* Request A
Reproduce the slim runtime brief commit note word for word, from "Production is held" up to and including "useSlimBrief() → false (default)".
* Request B
According to the slim runtime brief commit note, why is the slim brief held back from production? Answer in one to three sentences.
* Request C
Continue the commit note on the slim runtime brief from the point where it stops.
━━━━━ Article
Files
multica/server/cmd
Multica Eve 8ad673fdb7 MUL-3560: gate slim runtime brief behind runtime_brief_slim feature flag (#4449)
The MUL-3560 slim runtime brief — kind-driven dispatcher, per-section
gating, prose compression for ~7k chars saved on the typical
comment-triggered task — now ships behind the `runtime_brief_slim`
feature flag wired via the framework-level service from MUL-3615.

Default: OFF in every environment (production stays on the legacy
brief that has shipped for ~2 years). Staging opts in via the YAML
rule set; ops can override per-process with `FF_RUNTIME_BRIEF_SLIM=true`.
Production is held back until staging has burned in long enough that
we are confident the slim brief does not regress agent behaviour.

Architecture (one toggle point, two code paths, both fully tested):

  buildMetaSkillContent (runtime_config.go)
      │
      └─ useSlimBrief() → false (default)
━━━━━━━━━━
━━━━━ Data shown
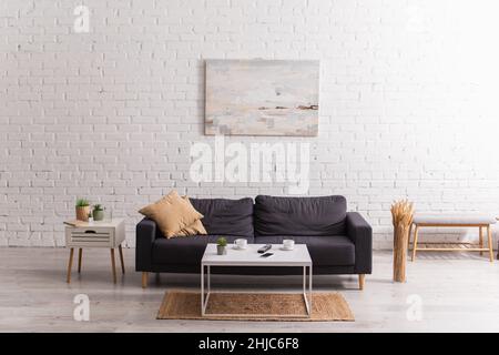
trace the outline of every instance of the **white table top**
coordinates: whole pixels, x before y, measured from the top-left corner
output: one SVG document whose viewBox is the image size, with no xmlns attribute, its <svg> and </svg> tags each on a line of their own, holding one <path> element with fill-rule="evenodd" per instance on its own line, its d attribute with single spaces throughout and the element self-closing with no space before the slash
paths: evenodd
<svg viewBox="0 0 499 355">
<path fill-rule="evenodd" d="M 202 265 L 218 266 L 312 266 L 310 254 L 306 244 L 295 244 L 292 251 L 283 251 L 282 244 L 273 244 L 268 257 L 261 257 L 257 251 L 265 244 L 248 244 L 246 250 L 236 250 L 227 245 L 226 255 L 216 254 L 216 244 L 208 243 L 204 251 Z"/>
</svg>

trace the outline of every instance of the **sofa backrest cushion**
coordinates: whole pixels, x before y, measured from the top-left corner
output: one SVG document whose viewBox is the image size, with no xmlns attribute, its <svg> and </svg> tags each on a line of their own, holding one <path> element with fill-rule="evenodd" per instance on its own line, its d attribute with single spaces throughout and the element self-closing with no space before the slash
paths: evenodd
<svg viewBox="0 0 499 355">
<path fill-rule="evenodd" d="M 207 234 L 253 236 L 253 199 L 191 199 Z"/>
<path fill-rule="evenodd" d="M 256 235 L 338 235 L 345 233 L 346 199 L 274 197 L 255 199 Z M 200 210 L 201 213 L 204 213 Z"/>
</svg>

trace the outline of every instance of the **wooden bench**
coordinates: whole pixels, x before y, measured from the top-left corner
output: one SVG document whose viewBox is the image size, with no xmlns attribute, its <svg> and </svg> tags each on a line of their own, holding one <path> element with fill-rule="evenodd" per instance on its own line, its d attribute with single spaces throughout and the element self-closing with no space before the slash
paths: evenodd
━━━━━━━━━━
* Exercise response A
Production is held back until staging has burned in long enough that
we are confident the slim brief does not regress agent behaviour.

Architecture (one toggle point, two code paths, both fully tested):

  buildMetaSkillContent (runtime_config.go)
      │
      └─ useSlimBrief() → false (default)

* Exercise response B
Production waits until staging has run the slim brief long enough to show that it does not regress agent behavior. Until then, production stays on the legacy brief that has shipped for about two years.

* Exercise response C
      │     → fall through to the legacy verbose body that ships on
      │       main today — byte-for-byte unchanged, no migration risk
      │
      └─ useSlimBrief() → true
            → buildMetaSkillContentSlim (runtime_config_sections.go)
              → classifyTask → 5-way kind switch → per-section writers

BuildCommentReplyInstructions takes the same gate, so the per-turn
comment prompt and the runtime brief stay in sync on which template
they emit.

What's in this PR:

- runtime_config_flag.go (new): package-scope `runtimeFlags` atomic
  pointer + `SetFeatureFlags` setter + `useSlimBrief` toggle point.
  Nil-safe: a daemon that forgets to wire the service falls back to
  legacy, no panic.
- runtime_config_kind.go (new): `taskKind` enum + `classifyTask` +
  `hasIssueContext` predicate. Used only by the slim path.
- runtime_config_sections.go (new): the slim brief itself —
  `buildMetaSkillContentSlim` + per-section `writeXxx` helpers
  + `writeAvailableCommandsQuickCreate` minimal variant +
  `writeBackgroundTaskSafetySlim` compressed safety section. The
  Section × Kind matrix is documented inline on
  `buildMetaSkillContentSlim` and the test below checks the
  dispatcher does not diverge from the spec.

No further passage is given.